# START OF Supplied data

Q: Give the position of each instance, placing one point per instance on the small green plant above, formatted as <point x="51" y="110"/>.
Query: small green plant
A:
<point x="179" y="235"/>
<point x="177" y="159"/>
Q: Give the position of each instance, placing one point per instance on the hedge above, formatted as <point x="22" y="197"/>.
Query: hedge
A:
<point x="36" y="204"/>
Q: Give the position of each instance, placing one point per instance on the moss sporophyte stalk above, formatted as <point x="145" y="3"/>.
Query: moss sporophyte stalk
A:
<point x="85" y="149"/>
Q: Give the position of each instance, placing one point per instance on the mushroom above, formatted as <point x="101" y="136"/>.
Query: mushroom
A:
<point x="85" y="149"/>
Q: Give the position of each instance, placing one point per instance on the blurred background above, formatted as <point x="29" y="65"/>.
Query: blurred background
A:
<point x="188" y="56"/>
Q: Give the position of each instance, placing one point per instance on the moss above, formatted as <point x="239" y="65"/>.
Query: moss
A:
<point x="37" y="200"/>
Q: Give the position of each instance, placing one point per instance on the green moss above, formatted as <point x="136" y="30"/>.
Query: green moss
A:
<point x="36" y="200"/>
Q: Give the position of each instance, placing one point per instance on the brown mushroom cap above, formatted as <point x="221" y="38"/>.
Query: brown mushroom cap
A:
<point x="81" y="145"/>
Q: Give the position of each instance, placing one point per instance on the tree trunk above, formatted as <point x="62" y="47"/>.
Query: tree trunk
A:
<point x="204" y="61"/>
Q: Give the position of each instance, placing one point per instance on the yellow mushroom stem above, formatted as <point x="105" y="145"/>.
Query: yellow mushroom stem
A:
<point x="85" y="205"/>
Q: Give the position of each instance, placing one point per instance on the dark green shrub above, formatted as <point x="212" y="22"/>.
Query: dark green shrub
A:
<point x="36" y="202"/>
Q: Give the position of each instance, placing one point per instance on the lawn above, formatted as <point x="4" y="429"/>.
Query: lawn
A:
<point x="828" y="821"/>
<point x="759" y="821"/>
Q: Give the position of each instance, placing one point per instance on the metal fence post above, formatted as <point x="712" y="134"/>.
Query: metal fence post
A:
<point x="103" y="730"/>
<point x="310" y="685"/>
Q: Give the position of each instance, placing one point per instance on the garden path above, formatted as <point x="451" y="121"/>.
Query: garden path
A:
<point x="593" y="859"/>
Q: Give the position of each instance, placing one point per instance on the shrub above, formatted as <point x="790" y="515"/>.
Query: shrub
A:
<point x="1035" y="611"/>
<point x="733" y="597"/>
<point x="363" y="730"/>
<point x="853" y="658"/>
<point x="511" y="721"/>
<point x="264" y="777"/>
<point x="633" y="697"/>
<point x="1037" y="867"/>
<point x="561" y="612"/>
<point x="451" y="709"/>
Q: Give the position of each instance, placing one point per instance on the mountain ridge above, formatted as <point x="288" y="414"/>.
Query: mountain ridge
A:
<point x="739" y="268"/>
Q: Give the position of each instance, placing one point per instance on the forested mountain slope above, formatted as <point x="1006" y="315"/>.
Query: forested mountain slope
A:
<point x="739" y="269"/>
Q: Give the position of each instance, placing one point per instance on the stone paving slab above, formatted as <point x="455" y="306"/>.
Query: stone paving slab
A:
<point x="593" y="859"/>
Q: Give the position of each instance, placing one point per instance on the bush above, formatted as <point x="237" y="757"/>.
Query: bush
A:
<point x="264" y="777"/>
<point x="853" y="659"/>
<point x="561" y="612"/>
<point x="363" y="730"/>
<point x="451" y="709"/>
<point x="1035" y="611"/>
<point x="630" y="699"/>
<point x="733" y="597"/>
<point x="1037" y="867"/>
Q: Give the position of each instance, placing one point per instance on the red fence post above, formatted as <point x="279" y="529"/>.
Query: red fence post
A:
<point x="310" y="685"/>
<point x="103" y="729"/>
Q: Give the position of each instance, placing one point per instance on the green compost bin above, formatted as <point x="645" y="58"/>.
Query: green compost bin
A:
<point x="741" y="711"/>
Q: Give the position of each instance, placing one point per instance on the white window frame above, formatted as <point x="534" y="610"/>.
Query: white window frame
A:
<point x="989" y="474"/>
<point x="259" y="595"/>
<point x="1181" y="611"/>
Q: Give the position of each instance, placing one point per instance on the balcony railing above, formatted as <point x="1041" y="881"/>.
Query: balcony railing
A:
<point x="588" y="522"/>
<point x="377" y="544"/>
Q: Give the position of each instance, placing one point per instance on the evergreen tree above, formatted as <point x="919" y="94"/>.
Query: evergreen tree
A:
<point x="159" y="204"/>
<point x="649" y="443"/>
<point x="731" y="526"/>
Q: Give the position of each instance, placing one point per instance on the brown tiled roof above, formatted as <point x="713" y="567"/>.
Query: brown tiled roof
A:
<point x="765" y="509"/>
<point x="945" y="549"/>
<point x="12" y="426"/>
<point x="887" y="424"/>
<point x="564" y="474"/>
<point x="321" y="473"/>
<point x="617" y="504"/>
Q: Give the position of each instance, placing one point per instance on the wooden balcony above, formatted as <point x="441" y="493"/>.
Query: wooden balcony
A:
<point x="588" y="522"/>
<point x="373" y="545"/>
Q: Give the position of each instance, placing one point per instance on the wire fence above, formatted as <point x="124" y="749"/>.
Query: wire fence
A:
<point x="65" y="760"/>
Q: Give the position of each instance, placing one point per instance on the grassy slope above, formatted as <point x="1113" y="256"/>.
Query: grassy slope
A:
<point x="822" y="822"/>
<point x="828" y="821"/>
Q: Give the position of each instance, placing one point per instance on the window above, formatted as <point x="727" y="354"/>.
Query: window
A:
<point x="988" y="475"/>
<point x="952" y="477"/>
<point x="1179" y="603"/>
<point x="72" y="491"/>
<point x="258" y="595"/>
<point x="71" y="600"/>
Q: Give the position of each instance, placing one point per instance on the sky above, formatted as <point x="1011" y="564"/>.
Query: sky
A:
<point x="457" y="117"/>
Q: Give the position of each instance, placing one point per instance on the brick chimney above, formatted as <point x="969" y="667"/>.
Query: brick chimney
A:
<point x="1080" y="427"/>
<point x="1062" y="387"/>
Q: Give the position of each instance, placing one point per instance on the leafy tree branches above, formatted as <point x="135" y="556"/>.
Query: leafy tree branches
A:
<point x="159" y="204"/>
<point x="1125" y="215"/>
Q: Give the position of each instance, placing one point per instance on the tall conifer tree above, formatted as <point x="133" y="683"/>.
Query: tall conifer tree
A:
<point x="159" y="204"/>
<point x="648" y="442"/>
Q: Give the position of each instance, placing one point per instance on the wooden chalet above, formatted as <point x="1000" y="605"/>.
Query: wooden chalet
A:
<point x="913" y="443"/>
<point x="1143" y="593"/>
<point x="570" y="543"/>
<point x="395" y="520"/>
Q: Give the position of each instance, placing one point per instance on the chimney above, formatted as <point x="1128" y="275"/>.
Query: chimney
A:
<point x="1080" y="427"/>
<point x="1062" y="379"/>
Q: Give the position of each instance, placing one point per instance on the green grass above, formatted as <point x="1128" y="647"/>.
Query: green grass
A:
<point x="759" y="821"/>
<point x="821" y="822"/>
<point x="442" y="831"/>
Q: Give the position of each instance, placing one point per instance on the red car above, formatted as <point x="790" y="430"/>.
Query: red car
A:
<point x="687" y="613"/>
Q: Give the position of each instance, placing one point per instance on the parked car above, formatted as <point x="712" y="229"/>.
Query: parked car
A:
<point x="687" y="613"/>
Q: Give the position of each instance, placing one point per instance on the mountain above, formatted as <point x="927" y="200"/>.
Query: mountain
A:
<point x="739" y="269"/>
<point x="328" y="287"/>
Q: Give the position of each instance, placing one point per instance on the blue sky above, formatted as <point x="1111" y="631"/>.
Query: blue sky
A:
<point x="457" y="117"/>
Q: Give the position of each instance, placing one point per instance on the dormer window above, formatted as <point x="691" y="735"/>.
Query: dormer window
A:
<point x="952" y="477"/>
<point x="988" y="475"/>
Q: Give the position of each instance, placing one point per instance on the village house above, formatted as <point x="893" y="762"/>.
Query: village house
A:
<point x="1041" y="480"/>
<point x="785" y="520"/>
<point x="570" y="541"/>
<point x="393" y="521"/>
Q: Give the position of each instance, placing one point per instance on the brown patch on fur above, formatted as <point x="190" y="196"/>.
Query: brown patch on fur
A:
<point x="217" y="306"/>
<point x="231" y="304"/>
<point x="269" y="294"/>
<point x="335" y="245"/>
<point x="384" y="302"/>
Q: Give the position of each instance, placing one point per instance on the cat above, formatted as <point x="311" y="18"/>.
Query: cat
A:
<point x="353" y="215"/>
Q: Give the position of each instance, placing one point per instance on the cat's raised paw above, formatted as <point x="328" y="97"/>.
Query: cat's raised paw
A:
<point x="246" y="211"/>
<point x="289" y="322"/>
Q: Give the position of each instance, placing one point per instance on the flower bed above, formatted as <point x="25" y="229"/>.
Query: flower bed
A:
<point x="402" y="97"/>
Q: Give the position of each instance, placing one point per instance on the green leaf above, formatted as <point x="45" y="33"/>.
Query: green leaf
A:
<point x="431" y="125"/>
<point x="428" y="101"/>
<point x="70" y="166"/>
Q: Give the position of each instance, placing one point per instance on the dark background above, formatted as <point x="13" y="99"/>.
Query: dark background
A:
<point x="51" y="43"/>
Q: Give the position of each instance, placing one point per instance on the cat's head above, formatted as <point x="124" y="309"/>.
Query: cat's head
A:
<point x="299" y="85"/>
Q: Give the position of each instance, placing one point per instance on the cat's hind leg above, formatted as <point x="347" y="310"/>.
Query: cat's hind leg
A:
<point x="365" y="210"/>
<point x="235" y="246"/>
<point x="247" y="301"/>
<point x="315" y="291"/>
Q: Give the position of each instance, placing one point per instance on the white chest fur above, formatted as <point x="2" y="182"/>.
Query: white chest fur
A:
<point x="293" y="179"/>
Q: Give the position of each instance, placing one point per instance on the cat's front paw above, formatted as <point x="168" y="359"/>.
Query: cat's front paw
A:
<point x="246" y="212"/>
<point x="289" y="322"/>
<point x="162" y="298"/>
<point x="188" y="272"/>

# END OF Supplied data

Each line from the one containing "the white chest" to the final line of the entries above must be returned exactly, and no other line may appear.

Expected output ->
Q: Give the position of each instance, placing one point per instance on the white chest fur above, formatted as <point x="2" y="182"/>.
Query: white chest fur
A:
<point x="293" y="179"/>
Q: Give the position of each instance, placing one point per instance on the cat's front paw above, formatted as <point x="168" y="359"/>.
Query: cat's front paw
A:
<point x="246" y="212"/>
<point x="289" y="322"/>
<point x="162" y="298"/>
<point x="188" y="272"/>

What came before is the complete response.